***** Records provided *****

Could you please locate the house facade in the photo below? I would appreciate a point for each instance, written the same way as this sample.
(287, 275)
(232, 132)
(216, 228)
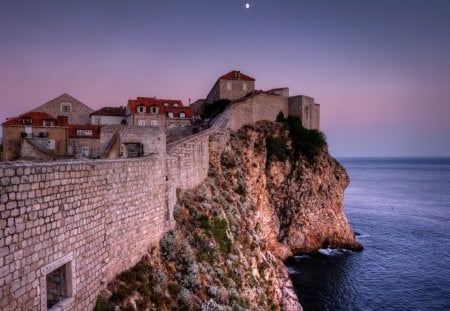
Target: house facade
(233, 85)
(163, 113)
(84, 141)
(68, 106)
(108, 116)
(35, 136)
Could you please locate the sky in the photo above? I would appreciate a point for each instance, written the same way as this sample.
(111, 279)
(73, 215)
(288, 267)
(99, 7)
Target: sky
(379, 68)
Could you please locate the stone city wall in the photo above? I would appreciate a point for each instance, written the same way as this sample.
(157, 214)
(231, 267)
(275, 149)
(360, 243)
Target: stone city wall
(97, 216)
(94, 219)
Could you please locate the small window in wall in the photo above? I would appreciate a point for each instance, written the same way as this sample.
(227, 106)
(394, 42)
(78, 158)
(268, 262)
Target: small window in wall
(135, 150)
(58, 284)
(85, 151)
(84, 132)
(48, 122)
(66, 107)
(27, 121)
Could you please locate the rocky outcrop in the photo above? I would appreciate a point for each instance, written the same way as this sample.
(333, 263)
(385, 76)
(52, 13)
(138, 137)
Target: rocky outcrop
(258, 206)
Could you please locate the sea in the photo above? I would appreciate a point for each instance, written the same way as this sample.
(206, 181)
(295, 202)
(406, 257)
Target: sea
(400, 211)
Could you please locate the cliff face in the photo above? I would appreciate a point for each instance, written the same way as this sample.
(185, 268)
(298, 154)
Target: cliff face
(255, 209)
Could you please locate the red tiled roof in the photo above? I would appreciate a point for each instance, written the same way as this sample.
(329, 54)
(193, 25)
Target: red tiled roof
(110, 111)
(236, 75)
(164, 105)
(36, 117)
(73, 130)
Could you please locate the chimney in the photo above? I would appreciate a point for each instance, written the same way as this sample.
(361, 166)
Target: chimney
(62, 121)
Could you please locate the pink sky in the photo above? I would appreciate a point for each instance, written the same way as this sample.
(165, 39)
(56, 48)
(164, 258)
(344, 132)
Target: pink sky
(380, 70)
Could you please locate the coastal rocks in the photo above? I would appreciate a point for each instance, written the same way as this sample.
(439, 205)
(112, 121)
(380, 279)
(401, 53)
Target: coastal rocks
(235, 229)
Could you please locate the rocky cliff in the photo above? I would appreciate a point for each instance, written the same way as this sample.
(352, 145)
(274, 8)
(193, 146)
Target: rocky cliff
(264, 200)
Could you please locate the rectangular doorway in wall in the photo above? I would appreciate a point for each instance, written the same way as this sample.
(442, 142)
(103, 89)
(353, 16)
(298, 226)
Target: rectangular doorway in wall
(58, 284)
(134, 150)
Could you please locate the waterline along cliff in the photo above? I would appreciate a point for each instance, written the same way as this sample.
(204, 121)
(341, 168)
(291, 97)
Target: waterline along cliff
(264, 199)
(202, 222)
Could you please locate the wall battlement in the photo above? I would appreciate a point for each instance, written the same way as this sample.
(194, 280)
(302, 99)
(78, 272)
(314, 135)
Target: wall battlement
(90, 220)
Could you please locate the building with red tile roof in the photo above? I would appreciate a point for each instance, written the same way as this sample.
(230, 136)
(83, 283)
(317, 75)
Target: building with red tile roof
(108, 116)
(34, 135)
(164, 113)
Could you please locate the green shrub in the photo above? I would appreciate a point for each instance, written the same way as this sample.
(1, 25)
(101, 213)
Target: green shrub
(103, 304)
(306, 142)
(228, 160)
(277, 149)
(219, 228)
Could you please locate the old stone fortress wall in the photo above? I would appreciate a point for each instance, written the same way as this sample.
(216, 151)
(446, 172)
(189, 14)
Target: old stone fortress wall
(68, 227)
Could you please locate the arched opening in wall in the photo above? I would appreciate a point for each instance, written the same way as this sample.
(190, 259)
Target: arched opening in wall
(58, 284)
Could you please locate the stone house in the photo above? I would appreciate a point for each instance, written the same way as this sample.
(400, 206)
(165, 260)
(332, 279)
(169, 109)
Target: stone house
(306, 109)
(164, 113)
(232, 86)
(35, 136)
(84, 141)
(66, 105)
(108, 115)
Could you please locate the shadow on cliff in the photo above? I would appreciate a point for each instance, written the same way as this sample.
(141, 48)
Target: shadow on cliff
(273, 192)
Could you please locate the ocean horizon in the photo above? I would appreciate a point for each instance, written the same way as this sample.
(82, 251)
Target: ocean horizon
(399, 208)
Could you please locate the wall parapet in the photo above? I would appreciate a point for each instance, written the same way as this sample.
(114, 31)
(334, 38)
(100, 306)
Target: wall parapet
(105, 213)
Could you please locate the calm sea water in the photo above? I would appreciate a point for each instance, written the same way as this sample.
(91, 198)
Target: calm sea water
(401, 210)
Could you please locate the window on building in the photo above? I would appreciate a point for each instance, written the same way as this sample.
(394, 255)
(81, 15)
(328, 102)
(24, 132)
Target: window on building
(85, 151)
(58, 286)
(134, 150)
(48, 122)
(66, 107)
(84, 132)
(27, 121)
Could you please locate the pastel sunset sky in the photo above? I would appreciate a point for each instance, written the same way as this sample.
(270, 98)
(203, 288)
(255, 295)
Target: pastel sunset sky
(380, 69)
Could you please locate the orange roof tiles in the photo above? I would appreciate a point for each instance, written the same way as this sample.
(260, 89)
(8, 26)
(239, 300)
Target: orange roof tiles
(236, 75)
(164, 105)
(37, 119)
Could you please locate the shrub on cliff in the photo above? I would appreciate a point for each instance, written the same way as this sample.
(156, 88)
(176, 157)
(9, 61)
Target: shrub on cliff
(306, 142)
(277, 149)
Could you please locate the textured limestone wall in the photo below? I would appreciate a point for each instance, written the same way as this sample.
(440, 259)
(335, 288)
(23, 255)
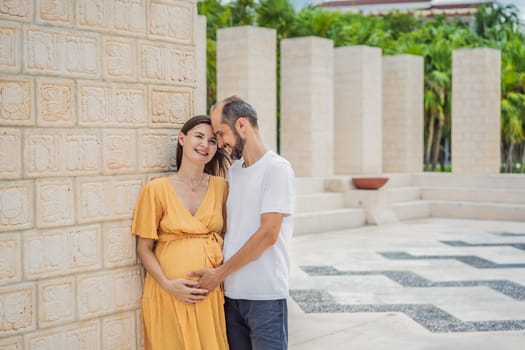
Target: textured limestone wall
(247, 67)
(307, 105)
(92, 94)
(476, 110)
(403, 79)
(358, 125)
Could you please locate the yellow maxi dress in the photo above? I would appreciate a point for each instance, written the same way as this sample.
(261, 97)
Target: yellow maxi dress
(184, 242)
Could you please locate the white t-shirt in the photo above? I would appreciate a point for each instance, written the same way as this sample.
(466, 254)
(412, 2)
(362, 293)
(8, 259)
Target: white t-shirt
(267, 186)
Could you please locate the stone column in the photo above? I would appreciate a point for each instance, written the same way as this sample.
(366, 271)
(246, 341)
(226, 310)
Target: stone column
(403, 113)
(246, 67)
(476, 108)
(358, 105)
(307, 118)
(200, 98)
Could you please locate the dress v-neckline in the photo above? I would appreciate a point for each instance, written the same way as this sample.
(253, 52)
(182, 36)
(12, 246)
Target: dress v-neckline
(177, 198)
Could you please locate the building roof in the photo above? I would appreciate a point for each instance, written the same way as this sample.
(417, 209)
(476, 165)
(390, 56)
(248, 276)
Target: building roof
(423, 7)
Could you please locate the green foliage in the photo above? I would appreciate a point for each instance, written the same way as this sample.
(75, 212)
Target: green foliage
(495, 26)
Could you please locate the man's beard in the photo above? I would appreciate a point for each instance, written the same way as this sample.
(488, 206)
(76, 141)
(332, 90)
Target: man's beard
(239, 146)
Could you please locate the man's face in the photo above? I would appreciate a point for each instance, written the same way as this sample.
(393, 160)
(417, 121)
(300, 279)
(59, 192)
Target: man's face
(227, 137)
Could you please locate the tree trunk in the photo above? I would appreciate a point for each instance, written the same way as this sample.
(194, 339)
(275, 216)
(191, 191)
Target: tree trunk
(437, 141)
(430, 137)
(522, 170)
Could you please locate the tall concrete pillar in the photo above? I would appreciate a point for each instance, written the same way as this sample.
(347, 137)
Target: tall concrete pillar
(307, 118)
(200, 73)
(476, 108)
(246, 67)
(403, 83)
(358, 105)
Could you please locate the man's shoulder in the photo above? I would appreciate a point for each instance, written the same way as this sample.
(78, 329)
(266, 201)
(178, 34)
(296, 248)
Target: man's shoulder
(276, 160)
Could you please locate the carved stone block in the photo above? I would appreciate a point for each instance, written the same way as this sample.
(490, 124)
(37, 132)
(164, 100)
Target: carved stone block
(55, 102)
(17, 10)
(16, 107)
(104, 198)
(80, 336)
(82, 152)
(10, 258)
(18, 309)
(157, 150)
(10, 38)
(172, 21)
(127, 288)
(58, 152)
(118, 332)
(42, 152)
(92, 199)
(167, 63)
(119, 151)
(107, 292)
(55, 12)
(120, 16)
(61, 52)
(124, 196)
(16, 209)
(111, 104)
(119, 244)
(56, 302)
(119, 59)
(169, 107)
(14, 343)
(57, 252)
(10, 153)
(55, 205)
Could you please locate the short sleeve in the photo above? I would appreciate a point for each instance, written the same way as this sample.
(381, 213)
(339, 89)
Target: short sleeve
(278, 195)
(148, 213)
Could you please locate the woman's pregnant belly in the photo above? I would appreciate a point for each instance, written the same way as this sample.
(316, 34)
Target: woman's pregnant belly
(178, 257)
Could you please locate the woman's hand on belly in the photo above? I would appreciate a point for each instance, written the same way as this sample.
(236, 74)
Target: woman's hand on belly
(184, 290)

*****

_Exercise objective_
Your response must consist of the lines from the beginning of the data through the line containing "Could you please locate the stone city", transcribed exactly, with no pictures.

_Answer_
Could you please locate the house facade in the photo below? I would appreciate a point for each instance, written the same way as this sample.
(287, 275)
(232, 132)
(216, 228)
Target: house facade
(233, 85)
(163, 113)
(84, 141)
(68, 106)
(108, 116)
(35, 136)
Could you please locate the sky in the photo above? I would appreciate a point for each instance, written the same way as this sample.
(111, 279)
(73, 215)
(288, 267)
(99, 7)
Target: sky
(379, 68)
Could you please locate the stone city wall in the photo above? I would appreciate a point for each instance, written the same way as this sample.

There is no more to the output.